SOURCE EXCERPT.
☆ ☆ ☆ ☆ ☆ ☆ ☆

The aim is to control if a given abscissa/grid is uniform or not. Abscissa
in generic vector of real ordered numbers.
Here a reproducibile code:
# uniform abscissa/grid
abscissa1 <- seq(0, 1, length=100)
# non-uniform abscissa/grid
abscissa2 <- sort(runif(100))
control1 <- all(signif(abscissa1[1:(length(abscissa1) - 1) + 1] -
abscissa1[1:(length(abscissa1) - 1)]) == signif(rep((range(abscissa1)[2] -
range(abscissa1)[1])/(length(abscissa1) - 1), length(abscissa1) - 1)))
control2 <- all(signif(abscissa2[1:(length(abscissa2) - 1) + 1] -
abscissa2[1:(length(abscissa2) - 1)]) == signif(rep((range(abscissa2)[2] -
range(abscissa2)[1])/(length(abscissa2) - 1), length(abscissa2) - 1)))
control1
control2
As expected control1 is TRUE and control2 is FALSE. Actually in this code
it is possible also to use
diff inside signif.
Do you mean that the control to perform can be done in this manner
if (length(unique(diff(vec))) == 1) {
control <- TRUE
} else {
control <- FALSE
}
I have tried to apply this control on abscissa1 which is uniform but
length(unique(diff(abscissa1))) was greater than one; probably, as you
said, this is due to the fact that in this way I don't take into account
the machine precision.
What I want to understand is if there is a SAFE solution, even if until now
this control is working correctly. I have seen in the documentation of
signif that by default the number of digits considered are 6. The number of
digits to consider depends on the scale used. It doesn't make sense to
increase the number of digits with respect to default because, in this
case, you are not using an handy scale.

☆ ☆ ☆ ☆ ☆ ☆ ☆

DATA EXTRACT.
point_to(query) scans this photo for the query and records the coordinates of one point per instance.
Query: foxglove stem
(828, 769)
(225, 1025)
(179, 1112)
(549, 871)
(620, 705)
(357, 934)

☆ ☆ ☆ ☆ ☆ ☆ ☆

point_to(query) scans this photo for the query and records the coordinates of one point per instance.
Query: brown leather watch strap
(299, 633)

☆ ☆ ☆ ☆ ☆ ☆ ☆

REQUIRED WORK.
a) Answer these questions from the uniform-grid post:
(i) What code does the post use to make the non-uniform grid?
(ii) What results does the post report for control1 and control2?
(iii) According to the post, how many digits does signif consider by default?
b) Repeat the part of the uniform-grid post between "The aim is to" and "abscissa2 <- sort(runif(100))", inclusive.
c) Carry on the uniform-grid post from its last sentence.

REPLIES.
a)
(i) abscissa2 <- sort(runif(100))
(ii) control1 is TRUE and control2 is FALSE.
(iii) 6

b)
The aim is to control if a given abscissa/grid is uniform or not. Abscissa
in generic vector of real ordered numbers.
Here a reproducibile code:
# uniform abscissa/grid
abscissa1 <- seq(0, 1, length=100)
# non-uniform abscissa/grid
abscissa2 <- sort(runif(100))

c)
Maybe it could be better directly to ask user if the abscissa passed as
argument is uniform or not.
Thanks a lot for the link!!!
Marc
2015-04-06 16:32 GMT+02:00 Sarah Goslee <sarah.goslee at gmail.com>:
> Without a reproducible example that includes some sample data (fake is
> fine), the code you used (NOT in HTML format), and some clear idea of
> what output you expect, it's impossible to figure out how to help you.
> Here are some suggestions for creating a good reproducible example:
>
>
http://stackoverflow.com/questions/5963269/how-to-make-a-great-r-reproducible-example
>
> Without knowing what you want, it looks like abscissa is a vector, and
> so I'm not sure how this defines a grid, but
> length(unique(diff(vec)))
> might help. Note that this DOES NOT account for machine precision in any
> way.
>
> Sarah
>
> On Mon, Apr 6, 2015 at 7:50 AM, Marc Lamblin <marcgg.lamblin at
gmail.com>
> wrote:
> > I need to control of a given grid is uniform. This control using
signif
> > until now works:
> >
> > if (all(signif(abscissa[1:(length(abscissa) - 1) + 1] -
> > abscissa[1:(length(abscissa) - 1)]) == signif(rep((range(abscissa)[2]
-
> > range(abscissa)[1])/(length(abscissa) - 1), length(abscissa)
-
> > 1)))) {
> > # other stuff
> > }
> >
> > Does someone have some suggestions to improve this control? Thanks in
> > advance!! :)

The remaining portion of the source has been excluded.